** begin Extracted information **

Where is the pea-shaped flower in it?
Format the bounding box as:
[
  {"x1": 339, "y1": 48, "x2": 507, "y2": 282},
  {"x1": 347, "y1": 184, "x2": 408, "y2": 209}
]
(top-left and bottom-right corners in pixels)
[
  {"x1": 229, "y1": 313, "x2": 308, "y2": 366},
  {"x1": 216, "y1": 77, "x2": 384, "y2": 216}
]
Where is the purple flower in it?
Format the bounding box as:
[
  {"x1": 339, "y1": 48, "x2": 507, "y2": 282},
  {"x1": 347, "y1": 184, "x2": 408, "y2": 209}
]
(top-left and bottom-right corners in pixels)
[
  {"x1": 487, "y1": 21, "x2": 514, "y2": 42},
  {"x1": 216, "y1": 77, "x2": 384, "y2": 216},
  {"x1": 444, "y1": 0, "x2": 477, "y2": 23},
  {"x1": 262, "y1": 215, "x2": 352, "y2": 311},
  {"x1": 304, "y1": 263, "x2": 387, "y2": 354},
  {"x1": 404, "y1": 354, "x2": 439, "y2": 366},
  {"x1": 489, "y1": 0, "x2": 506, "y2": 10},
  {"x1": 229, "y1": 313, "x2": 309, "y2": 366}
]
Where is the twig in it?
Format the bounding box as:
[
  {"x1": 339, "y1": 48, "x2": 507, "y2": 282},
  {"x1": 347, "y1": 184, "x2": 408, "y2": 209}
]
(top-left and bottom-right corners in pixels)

** end Extracted information **

**Exercise:**
Reproduce every one of the entries above verbatim, from the first line to the last, without any alteration.

**Written response:**
Where is the pea-shaped flower in it?
Format the bounding box as:
[
  {"x1": 339, "y1": 48, "x2": 507, "y2": 282},
  {"x1": 347, "y1": 184, "x2": 408, "y2": 209}
]
(top-left and bottom-right corners in pixels)
[
  {"x1": 229, "y1": 313, "x2": 308, "y2": 366},
  {"x1": 216, "y1": 77, "x2": 384, "y2": 216}
]
Where is the purple flower in it?
Format the bounding box as:
[
  {"x1": 339, "y1": 48, "x2": 507, "y2": 282},
  {"x1": 347, "y1": 184, "x2": 408, "y2": 209}
]
(top-left and bottom-right corners in pixels)
[
  {"x1": 487, "y1": 21, "x2": 514, "y2": 42},
  {"x1": 216, "y1": 77, "x2": 384, "y2": 216},
  {"x1": 444, "y1": 0, "x2": 477, "y2": 23},
  {"x1": 262, "y1": 215, "x2": 352, "y2": 311},
  {"x1": 304, "y1": 263, "x2": 387, "y2": 354},
  {"x1": 404, "y1": 354, "x2": 439, "y2": 366},
  {"x1": 489, "y1": 0, "x2": 506, "y2": 10},
  {"x1": 229, "y1": 313, "x2": 309, "y2": 366}
]
Where is the twig in it?
Format the bounding box as:
[
  {"x1": 339, "y1": 48, "x2": 507, "y2": 282},
  {"x1": 347, "y1": 184, "x2": 408, "y2": 209}
]
(top-left and bottom-right corners in pixels)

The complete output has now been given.